[Data to process]

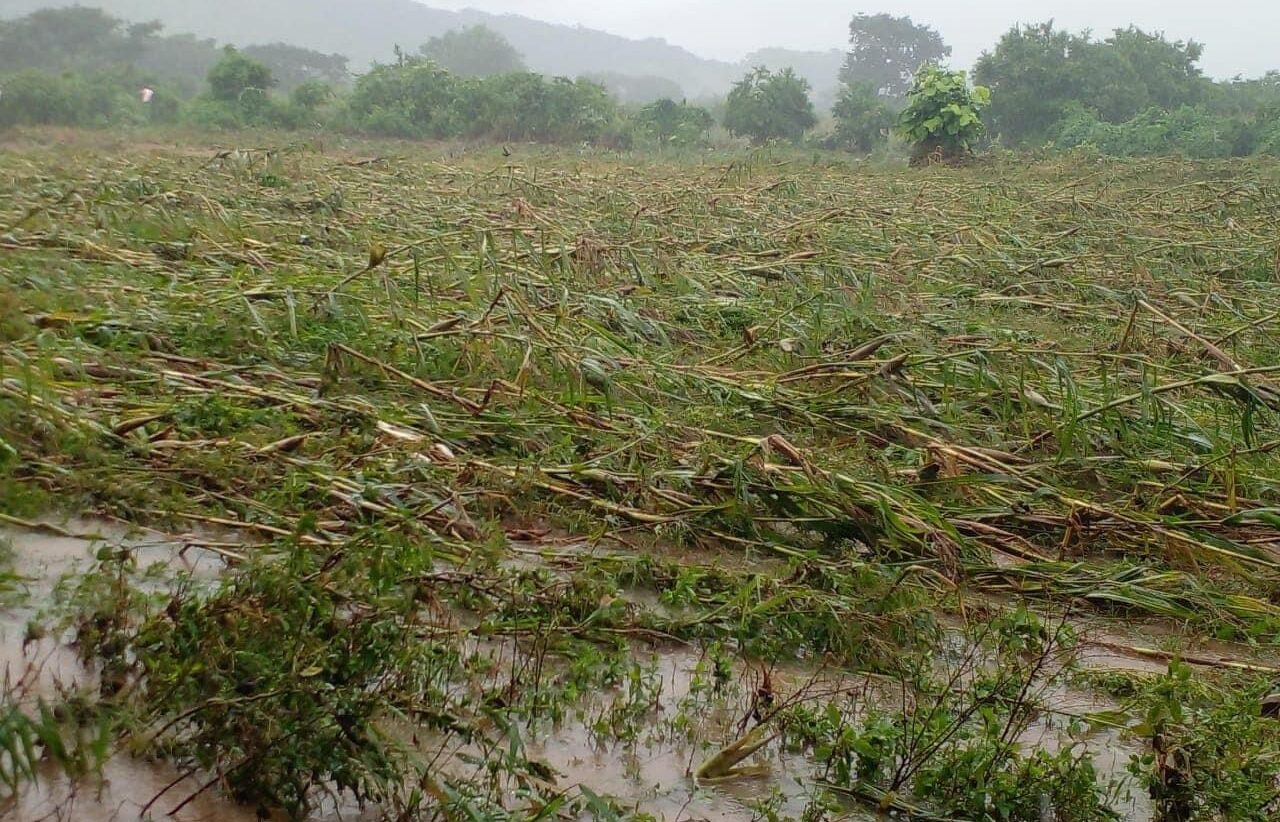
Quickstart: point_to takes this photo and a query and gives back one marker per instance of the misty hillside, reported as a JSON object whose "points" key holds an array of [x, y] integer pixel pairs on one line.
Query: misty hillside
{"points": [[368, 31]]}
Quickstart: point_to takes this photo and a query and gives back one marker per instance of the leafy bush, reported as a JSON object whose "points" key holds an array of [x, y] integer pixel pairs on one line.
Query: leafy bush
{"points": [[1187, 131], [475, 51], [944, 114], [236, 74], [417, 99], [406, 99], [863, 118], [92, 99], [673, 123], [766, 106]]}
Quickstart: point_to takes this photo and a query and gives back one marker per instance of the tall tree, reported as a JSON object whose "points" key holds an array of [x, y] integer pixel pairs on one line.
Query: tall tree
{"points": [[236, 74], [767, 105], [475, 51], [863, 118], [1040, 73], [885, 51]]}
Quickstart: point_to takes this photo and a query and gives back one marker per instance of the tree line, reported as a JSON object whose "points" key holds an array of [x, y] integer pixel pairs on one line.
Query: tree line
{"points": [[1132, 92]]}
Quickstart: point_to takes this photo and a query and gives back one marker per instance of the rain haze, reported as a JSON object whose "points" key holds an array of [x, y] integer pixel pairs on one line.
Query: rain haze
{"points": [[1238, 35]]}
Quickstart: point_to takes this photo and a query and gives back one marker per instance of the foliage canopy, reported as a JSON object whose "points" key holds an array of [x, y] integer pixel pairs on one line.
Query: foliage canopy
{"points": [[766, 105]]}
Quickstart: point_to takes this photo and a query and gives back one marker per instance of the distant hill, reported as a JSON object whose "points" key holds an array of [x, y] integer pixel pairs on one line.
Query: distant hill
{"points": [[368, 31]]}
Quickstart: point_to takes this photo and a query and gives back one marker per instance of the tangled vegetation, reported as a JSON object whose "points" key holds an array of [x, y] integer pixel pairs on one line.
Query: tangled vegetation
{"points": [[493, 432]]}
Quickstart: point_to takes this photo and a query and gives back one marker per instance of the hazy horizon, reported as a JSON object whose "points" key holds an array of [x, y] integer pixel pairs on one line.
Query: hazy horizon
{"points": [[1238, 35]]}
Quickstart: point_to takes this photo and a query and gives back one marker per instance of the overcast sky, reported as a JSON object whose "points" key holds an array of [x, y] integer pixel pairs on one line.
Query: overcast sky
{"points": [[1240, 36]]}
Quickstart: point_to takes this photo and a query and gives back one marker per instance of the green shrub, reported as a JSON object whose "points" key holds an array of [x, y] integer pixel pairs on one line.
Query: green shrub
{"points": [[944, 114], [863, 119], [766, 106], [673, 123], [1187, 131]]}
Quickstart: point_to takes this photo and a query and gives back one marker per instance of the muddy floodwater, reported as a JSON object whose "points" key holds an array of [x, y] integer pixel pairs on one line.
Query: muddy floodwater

[/Data to process]

Output the data above verbatim, pictures excluded.

Quickstart: point_to takes this photo and a query and gives back one marker per instance of the misty hillside, reported as a JSON object whose "points" key holds an array of [x, y] integer pixel pairs on one line.
Query: misty hillside
{"points": [[368, 31]]}
Quickstart: point_to takes this photo and a query and gives back one marker per instance of the leafy bush, reported as a JSON object whose "points" key holds an array of [x, y] integer pixel pairs on one line.
Query: leafy bush
{"points": [[1187, 131], [475, 51], [944, 114], [236, 74], [417, 99], [406, 99], [863, 118], [92, 99], [673, 123], [766, 106]]}
Quickstart: point_to takes this photo and a query and gives back one marker per instance of the tall tree, reported as a JSON object whose "points" key holds an array of [x, y] integer pixel pairs on one line.
Query: tall tree
{"points": [[236, 74], [767, 105], [475, 51], [863, 118], [1040, 73], [885, 51]]}
Quickstart: point_to takes this photo and a query and gives back one marker per instance of the tree line, reported as a JSON object whose "points" key holds an array of [x, y] integer pixel pairs on one line.
Query: tree line
{"points": [[1132, 92]]}
Quickstart: point_to takes this photo and a query and gives back one marker per instance of the rain haze, reported as a JSON object whose "points" key holds an array of [x, y] integer pixel pairs on one line.
Query: rain haze
{"points": [[1238, 35]]}
Quickstart: point_to takes this photo and a query and gives back one marker per instance of the foliage canopy, reported as a JSON object whose "points" key holds an array of [x, y] integer pixel pairs on one line.
Query: foliage canopy
{"points": [[766, 105]]}
Quickstart: point_to takes this photo and a query and gives back one marker per instance of the distant hill, reported as a JSON object whose "points" key holds an array of [x, y] integer pixel pairs on one line.
Query: distant hill
{"points": [[368, 31]]}
Quickstart: point_to takes this photo and a query and gives back one marker per instance of the tangled vegetation, reported as a JSON object whose "points" key holds an array of [x, y] integer pixel pairs on one line.
Query: tangled vegetation
{"points": [[493, 432]]}
Quickstart: point_to takes this photo and a query and gives back one marker per instance of the hazy horizon, reported as a JSON object whose "points" key holds an array of [x, y] integer pixel pairs on one line.
Query: hazy horizon
{"points": [[1238, 35]]}
Quickstart: point_to takes this photo and a query and gives back one marker per instance of the overcast sky, reported as a JSON object whose "points" key holds an array of [x, y] integer pixel pairs on one line.
Query: overcast sky
{"points": [[1240, 36]]}
Quickstart: point_to takes this photo and a query and gives back one marker per instance of the green shrub, reported as a JSON object whose "points" key holds an array of [x, y] integer pixel pairs on one line.
Query: green shrub
{"points": [[944, 114], [863, 119], [766, 106], [673, 123], [1187, 131]]}
Quickstart: point_to takes this photo and a query and gives back one marker per instance of the muddy floodwater, reported as a JSON object whose "points" key holds an array of [x, y] integer pixel pairs on one line.
Query: muddy floodwater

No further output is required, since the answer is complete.